> **TEXTO DO DOCUMENTO**:
========================================
Título: CIDADE REBELDE É ISOLADA POR TROPA UZBEQUE
Autor:
Fonte: O Globo, 16/05/2005, O Mundo, p. 20

Moradores de Andijan procuram mortos, que podem chegar a 500. Novos focos de crise surgem em outros lugares

ANDIJAN, Uzbequistão. A cidade de Andijan, no Uzbequistão, estava ontem praticamente isolada do mundo, cercada por veículos blindados e caminhões militares, três dias após uma revolta reprimida com violência pelo governo de Islam Karimov. Testemunhos que começaram a surgir no fim de semana contam que mulheres e crianças foram "abatidos como coelhos" por soldados, que não teriam hesitado em disparar contra policiais feitos reféns. O número de mortos pode chegar a 500. Duas mil pessoas teriam ficado feridas.
========================================
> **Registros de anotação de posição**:
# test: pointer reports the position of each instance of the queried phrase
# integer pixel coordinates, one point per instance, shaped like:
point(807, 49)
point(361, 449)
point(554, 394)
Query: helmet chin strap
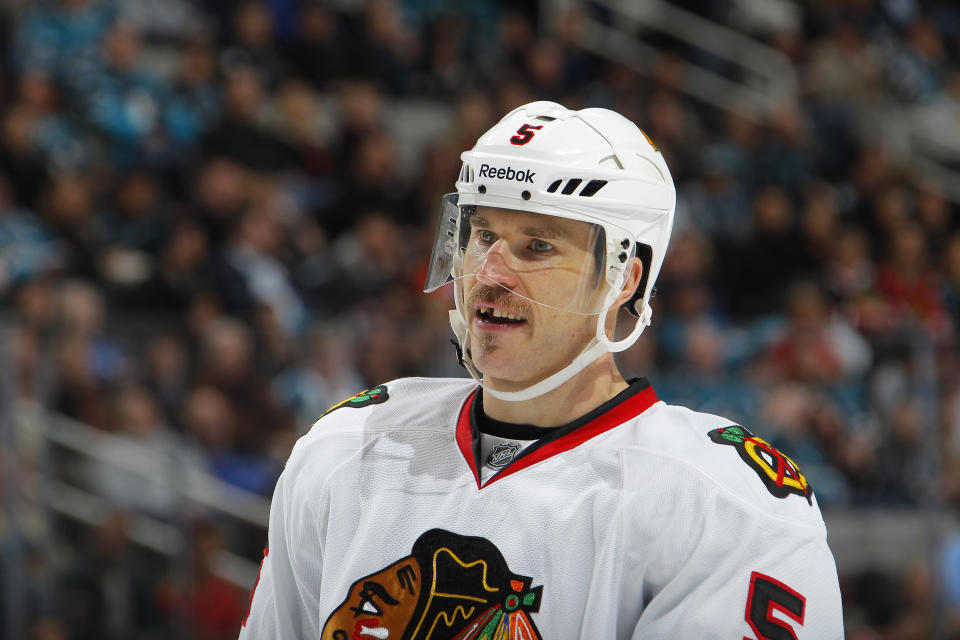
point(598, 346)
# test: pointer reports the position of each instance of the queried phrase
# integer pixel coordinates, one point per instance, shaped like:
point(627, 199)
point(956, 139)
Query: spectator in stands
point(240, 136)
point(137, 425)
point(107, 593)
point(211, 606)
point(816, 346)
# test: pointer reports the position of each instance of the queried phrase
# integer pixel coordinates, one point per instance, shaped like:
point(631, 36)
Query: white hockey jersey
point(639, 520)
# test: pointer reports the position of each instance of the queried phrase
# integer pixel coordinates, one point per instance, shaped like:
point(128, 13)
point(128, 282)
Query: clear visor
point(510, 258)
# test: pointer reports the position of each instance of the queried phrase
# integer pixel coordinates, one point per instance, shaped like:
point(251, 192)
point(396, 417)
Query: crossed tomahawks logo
========================================
Transcreva na íntegra, sem nenhuma alteração, a notícia sobre o cerco a Andijan que aparece acima.

> **RESPOSTA DA TAREFA**:
Título: CIDADE REBELDE É ISOLADA POR TROPA UZBEQUE
Autor:
Fonte: O Globo, 16/05/2005, O Mundo, p. 20

Moradores de Andijan procuram mortos, que podem chegar a 500. Novos focos de crise surgem em outros lugares

ANDIJAN, Uzbequistão. A cidade de Andijan, no Uzbequistão, estava ontem praticamente isolada do mundo, cercada por veículos blindados e caminhões militares, três dias após uma revolta reprimida com violência pelo governo de Islam Karimov. Testemunhos que começaram a surgir no fim de semana contam que mulheres e crianças foram "abatidos como coelhos" por soldados, que não teriam hesitado em disparar contra policiais feitos reféns. O número de mortos pode chegar a 500. Duas mil pessoas teriam ficado feridas.